Raw records:
----
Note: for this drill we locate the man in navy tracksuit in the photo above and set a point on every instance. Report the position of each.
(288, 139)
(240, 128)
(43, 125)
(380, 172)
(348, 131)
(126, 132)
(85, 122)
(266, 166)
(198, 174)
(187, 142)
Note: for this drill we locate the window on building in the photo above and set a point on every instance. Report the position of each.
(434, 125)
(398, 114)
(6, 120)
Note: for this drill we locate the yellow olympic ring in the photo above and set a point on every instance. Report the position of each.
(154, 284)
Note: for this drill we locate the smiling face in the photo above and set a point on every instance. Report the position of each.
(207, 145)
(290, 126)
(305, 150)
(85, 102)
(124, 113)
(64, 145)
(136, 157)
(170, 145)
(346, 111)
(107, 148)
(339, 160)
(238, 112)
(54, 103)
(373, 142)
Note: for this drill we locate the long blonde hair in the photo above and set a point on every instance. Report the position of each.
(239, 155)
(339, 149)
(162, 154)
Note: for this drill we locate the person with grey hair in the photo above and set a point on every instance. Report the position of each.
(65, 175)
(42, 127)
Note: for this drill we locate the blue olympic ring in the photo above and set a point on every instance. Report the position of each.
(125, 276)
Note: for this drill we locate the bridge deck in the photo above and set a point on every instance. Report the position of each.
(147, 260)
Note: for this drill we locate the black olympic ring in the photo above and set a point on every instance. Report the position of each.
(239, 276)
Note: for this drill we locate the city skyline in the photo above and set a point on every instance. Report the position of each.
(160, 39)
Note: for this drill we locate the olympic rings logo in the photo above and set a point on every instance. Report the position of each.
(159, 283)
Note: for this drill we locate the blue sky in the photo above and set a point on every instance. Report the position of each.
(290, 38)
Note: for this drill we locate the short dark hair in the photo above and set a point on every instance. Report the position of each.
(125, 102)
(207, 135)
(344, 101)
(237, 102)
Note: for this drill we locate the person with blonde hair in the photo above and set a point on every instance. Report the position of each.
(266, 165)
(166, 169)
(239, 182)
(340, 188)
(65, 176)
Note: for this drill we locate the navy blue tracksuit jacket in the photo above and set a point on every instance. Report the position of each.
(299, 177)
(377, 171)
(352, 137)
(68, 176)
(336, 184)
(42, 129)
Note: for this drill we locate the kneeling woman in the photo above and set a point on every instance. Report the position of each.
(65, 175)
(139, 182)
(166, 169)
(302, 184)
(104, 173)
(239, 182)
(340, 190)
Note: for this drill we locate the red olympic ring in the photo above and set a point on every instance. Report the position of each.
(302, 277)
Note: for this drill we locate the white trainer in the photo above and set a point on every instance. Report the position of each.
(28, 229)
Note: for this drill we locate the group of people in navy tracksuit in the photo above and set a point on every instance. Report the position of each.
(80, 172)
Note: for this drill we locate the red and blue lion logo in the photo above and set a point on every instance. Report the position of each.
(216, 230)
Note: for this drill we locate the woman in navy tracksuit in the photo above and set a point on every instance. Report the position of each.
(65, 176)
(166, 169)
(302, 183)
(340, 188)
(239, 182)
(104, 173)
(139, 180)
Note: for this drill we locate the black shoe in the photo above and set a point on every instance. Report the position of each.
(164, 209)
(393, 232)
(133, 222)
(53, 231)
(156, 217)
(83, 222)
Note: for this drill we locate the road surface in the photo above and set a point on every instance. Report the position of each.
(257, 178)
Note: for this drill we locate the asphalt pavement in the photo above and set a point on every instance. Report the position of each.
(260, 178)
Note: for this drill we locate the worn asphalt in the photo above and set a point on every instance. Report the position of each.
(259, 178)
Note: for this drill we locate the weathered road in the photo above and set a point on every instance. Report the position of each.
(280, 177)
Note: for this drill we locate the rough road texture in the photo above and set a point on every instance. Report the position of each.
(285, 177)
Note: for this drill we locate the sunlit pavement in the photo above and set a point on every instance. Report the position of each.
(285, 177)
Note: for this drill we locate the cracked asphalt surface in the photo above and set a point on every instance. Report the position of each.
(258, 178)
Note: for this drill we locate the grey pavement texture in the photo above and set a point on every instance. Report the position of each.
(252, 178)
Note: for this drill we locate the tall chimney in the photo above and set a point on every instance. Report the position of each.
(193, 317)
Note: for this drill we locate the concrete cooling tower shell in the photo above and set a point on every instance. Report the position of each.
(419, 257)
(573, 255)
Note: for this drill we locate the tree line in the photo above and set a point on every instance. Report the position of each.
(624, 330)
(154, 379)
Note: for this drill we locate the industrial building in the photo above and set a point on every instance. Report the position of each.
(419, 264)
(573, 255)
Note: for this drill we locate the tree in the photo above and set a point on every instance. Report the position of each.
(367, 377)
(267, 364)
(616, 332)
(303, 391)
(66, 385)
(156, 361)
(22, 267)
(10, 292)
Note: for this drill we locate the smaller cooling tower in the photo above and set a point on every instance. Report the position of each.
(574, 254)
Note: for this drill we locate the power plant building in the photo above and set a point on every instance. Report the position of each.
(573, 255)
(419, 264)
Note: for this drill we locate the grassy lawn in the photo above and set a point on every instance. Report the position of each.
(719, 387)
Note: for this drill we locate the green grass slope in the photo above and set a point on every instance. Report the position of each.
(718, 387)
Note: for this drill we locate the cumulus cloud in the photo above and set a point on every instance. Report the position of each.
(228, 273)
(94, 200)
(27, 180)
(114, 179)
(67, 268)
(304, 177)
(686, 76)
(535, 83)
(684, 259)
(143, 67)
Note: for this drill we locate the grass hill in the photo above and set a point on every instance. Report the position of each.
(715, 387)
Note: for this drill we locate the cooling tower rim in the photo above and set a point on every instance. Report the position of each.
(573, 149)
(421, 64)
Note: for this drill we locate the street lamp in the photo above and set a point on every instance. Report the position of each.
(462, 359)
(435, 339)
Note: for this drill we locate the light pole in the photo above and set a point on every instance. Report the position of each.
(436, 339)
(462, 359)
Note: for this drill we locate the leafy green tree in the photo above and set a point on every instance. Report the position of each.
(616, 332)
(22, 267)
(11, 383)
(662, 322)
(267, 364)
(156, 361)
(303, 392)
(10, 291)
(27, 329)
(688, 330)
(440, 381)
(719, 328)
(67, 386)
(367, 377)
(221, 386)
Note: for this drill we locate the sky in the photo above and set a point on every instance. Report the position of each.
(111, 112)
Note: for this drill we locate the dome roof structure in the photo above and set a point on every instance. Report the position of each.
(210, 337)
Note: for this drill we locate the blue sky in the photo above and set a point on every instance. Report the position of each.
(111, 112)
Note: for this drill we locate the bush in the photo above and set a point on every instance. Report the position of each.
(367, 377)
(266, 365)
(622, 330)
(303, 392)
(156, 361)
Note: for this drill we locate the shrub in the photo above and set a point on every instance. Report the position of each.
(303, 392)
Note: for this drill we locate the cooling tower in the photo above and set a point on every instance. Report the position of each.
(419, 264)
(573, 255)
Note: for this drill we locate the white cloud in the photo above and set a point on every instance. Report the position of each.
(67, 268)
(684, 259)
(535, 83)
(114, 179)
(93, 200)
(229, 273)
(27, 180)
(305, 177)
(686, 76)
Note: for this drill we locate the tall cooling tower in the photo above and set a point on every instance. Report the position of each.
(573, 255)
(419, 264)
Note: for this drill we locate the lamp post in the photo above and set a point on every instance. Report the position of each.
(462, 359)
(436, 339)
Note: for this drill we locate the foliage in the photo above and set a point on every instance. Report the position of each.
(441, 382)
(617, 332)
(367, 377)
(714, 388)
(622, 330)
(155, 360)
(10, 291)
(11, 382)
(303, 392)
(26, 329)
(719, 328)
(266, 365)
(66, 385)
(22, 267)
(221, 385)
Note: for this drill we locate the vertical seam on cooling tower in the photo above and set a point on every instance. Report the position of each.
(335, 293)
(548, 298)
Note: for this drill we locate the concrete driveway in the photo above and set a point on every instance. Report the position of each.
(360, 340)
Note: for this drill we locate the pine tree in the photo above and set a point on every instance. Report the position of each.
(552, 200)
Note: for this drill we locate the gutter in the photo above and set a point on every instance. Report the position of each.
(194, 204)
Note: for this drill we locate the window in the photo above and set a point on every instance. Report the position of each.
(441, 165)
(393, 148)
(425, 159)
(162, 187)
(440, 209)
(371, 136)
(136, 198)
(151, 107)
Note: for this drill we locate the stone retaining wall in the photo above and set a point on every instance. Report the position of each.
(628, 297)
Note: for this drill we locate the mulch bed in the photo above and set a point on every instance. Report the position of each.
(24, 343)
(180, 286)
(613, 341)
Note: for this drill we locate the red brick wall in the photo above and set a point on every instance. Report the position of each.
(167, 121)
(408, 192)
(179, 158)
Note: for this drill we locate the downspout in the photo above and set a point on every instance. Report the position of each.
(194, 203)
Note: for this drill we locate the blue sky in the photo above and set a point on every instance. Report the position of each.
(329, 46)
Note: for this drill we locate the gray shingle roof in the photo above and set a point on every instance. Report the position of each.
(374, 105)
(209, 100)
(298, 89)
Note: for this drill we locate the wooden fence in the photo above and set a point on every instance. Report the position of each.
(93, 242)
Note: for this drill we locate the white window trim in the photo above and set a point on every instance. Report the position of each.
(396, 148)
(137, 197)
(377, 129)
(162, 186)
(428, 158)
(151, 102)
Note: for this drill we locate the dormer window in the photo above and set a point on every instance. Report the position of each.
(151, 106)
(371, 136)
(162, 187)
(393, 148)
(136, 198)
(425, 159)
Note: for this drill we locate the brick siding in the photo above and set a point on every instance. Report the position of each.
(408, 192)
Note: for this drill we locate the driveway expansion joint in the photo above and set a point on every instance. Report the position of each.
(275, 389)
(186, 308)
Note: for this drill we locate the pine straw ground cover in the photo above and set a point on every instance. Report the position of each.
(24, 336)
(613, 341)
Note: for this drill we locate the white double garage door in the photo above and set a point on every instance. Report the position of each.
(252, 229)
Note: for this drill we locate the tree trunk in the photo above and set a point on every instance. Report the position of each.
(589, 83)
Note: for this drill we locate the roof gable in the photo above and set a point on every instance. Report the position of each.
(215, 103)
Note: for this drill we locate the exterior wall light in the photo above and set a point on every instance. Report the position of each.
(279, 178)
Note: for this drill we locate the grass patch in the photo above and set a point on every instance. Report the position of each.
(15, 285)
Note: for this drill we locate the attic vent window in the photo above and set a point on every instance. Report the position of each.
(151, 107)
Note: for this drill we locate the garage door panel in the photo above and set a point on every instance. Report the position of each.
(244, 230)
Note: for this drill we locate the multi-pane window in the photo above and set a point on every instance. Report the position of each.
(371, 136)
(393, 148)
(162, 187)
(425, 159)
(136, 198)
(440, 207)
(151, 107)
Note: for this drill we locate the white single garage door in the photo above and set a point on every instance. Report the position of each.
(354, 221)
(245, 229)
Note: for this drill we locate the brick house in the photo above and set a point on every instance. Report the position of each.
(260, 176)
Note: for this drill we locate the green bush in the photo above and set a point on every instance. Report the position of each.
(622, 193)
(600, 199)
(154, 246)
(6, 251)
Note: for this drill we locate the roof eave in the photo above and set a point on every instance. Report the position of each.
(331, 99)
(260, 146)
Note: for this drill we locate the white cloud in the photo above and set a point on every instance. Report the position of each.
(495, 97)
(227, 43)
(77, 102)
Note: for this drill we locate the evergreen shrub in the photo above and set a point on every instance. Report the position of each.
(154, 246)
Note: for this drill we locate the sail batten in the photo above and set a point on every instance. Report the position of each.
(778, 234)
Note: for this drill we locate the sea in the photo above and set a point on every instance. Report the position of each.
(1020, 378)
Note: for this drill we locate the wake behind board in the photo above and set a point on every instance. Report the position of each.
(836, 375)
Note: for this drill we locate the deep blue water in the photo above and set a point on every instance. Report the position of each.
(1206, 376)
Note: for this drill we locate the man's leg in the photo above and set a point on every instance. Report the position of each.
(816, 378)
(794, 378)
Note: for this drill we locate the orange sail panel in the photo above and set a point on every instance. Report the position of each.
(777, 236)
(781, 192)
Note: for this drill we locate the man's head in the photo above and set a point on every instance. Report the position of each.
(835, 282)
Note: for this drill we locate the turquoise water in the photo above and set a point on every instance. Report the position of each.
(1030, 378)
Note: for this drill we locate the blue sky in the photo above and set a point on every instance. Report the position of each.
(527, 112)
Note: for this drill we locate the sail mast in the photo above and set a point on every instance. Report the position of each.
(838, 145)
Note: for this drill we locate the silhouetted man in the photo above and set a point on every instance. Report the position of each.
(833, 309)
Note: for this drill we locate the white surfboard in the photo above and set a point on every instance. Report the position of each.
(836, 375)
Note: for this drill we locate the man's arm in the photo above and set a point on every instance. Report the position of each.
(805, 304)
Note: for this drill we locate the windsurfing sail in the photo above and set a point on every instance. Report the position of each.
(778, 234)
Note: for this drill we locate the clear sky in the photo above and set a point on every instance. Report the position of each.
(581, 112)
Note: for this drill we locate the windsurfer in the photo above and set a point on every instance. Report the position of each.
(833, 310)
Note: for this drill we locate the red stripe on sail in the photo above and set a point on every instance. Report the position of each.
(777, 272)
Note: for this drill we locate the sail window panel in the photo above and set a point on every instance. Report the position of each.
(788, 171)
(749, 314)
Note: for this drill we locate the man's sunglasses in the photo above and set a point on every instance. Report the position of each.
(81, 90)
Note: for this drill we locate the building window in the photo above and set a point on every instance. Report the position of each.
----
DIRECTION:
Repeat the lines from the one containing "Note: for this drill we locate the man's head" through the end of the listing, exactly and without any other lines; both ends are included.

ANSWER FOR THIS EXERCISE:
Note: for this drill we locate the man's head in the photo above and set a point on every instance. Report the position of each.
(835, 282)
Note: for this drill we locate the turquoise water in the photo above and set a point on every instance. Report the position of each.
(1030, 378)
Note: for this drill we locate the blue sky in the photo above and set a point on every instance. Report the position of each.
(527, 112)
Note: for this drill we locate the sail mast in the photo above and set a point on every instance. Report the position of each.
(838, 145)
Note: for this drill we locate the silhouetted man in the photo above and set a point on every instance. Report the position of each.
(833, 309)
Note: for this drill we locate the white surfboard in the photo above and set a point on every instance. Report the position of each.
(836, 375)
Note: for this drill we locate the man's arm in the photo above and set a point on every instance. Report the position of each.
(805, 304)
Note: for this drill we locate the windsurfing sail in the photo above and set a point on every instance. Report the position of each.
(778, 234)
Note: for this drill we locate the clear sky in the photo above and set a point on every instance. Report the position of each.
(581, 112)
Note: for this drill we locate the windsurfer in the photo above and set a point on every instance. Report the position of each.
(833, 310)
Note: for this drill we locate the red stripe on sail in the photo above and set a point on every instance. Report the position of each.
(777, 272)
Note: for this drill we locate the sail window panel in the photo above and set a point on every instance. Report the position of each.
(788, 171)
(749, 314)
Note: for this drill we locate the man's sunglasses in the photo above and set a point on every instance. Report the position of each.
(81, 90)
Note: for this drill we locate the building window in the photo above and set a point on every instance. Report the position of each.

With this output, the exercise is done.